----- Page text -----
Surveying species through environmental DNA

A muntjac, small red-brown mammal, in the woods


Tigers are big eaters. Ensuring they have sufficient food is key to recovering and maintaining their numbers in the wild. To locate and assess prey and predator populations, scientists have traditionally relied on costly and time-consuming camera trap surveys. But WWF surveying expert Arnaud Lyet thinks there might be a better way: eDNA.

Environmental DNA, or eDNA, is the genetic material that animals leave behind in water, soil, and even air when, for example, they shed fur or skin. By extracting eDNA and matching it to a database of genetic sequences, scientists can determine the presence of a species in a given area, information Lyet says can be “sufficient for making good conservation decisions in many situations” at a fraction of the price.

In 2022, Lyet led a pilot study to inventory wildlife in and around Bhutan’s Royal Manas National Park. After analyzing the eDNA in 48 water samples, his team detected 134 species—including several tigers and their prey, such as muntjac and serow—proving eDNA could effectively complement camera trapping in future national tiger surveys. They also detected the critically endangered white-bellied heron, which has a known local population of just three individuals, demonstrating, says Lyet, that this technology can accurately identify even a species whose numbers are incredibly small.
----- Entries provided -----
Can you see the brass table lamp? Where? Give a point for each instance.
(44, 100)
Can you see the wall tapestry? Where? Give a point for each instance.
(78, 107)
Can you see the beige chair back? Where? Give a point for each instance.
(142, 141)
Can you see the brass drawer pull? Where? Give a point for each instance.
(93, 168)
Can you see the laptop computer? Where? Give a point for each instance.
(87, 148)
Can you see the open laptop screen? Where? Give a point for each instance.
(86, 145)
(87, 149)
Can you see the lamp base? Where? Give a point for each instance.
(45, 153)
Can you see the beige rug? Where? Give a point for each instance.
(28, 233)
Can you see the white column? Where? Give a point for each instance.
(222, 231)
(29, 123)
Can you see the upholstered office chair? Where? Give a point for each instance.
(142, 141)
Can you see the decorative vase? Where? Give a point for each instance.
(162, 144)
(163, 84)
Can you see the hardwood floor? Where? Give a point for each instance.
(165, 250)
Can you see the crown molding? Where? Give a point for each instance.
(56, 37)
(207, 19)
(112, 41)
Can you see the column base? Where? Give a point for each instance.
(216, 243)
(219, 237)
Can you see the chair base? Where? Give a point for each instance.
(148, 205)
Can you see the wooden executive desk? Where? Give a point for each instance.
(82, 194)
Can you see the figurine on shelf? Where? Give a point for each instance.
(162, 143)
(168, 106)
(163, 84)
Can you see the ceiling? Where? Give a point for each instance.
-----
Work to complete:
1/ Reproduce the stretch of the environmental DNA passage from "A muntjac, small" through "of the price.".
2/ According to the environmental DNA passage, how many species did Lyet's team detect in the Bhutan pilot study?
The data come from a separate source, not from the passage on environmental DNA.

Solutions by task:
1/
A muntjac, small red-brown mammal, in the woods


Tigers are big eaters. Ensuring they have sufficient food is key to recovering and maintaining their numbers in the wild. To locate and assess prey and predator populations, scientists have traditionally relied on costly and time-consuming camera trap surveys. But WWF surveying expert Arnaud Lyet thinks there might be a better way: eDNA.

Environmental DNA, or eDNA, is the genetic material that animals leave behind in water, soil, and even air when, for example, they shed fur or skin. By extracting eDNA and matching it to a database of genetic sequences, scientists can determine the presence of a species in a given area, information Lyet says can be “sufficient for making good conservation decisions in many situations” at a fraction of the price.

2/ 134 species.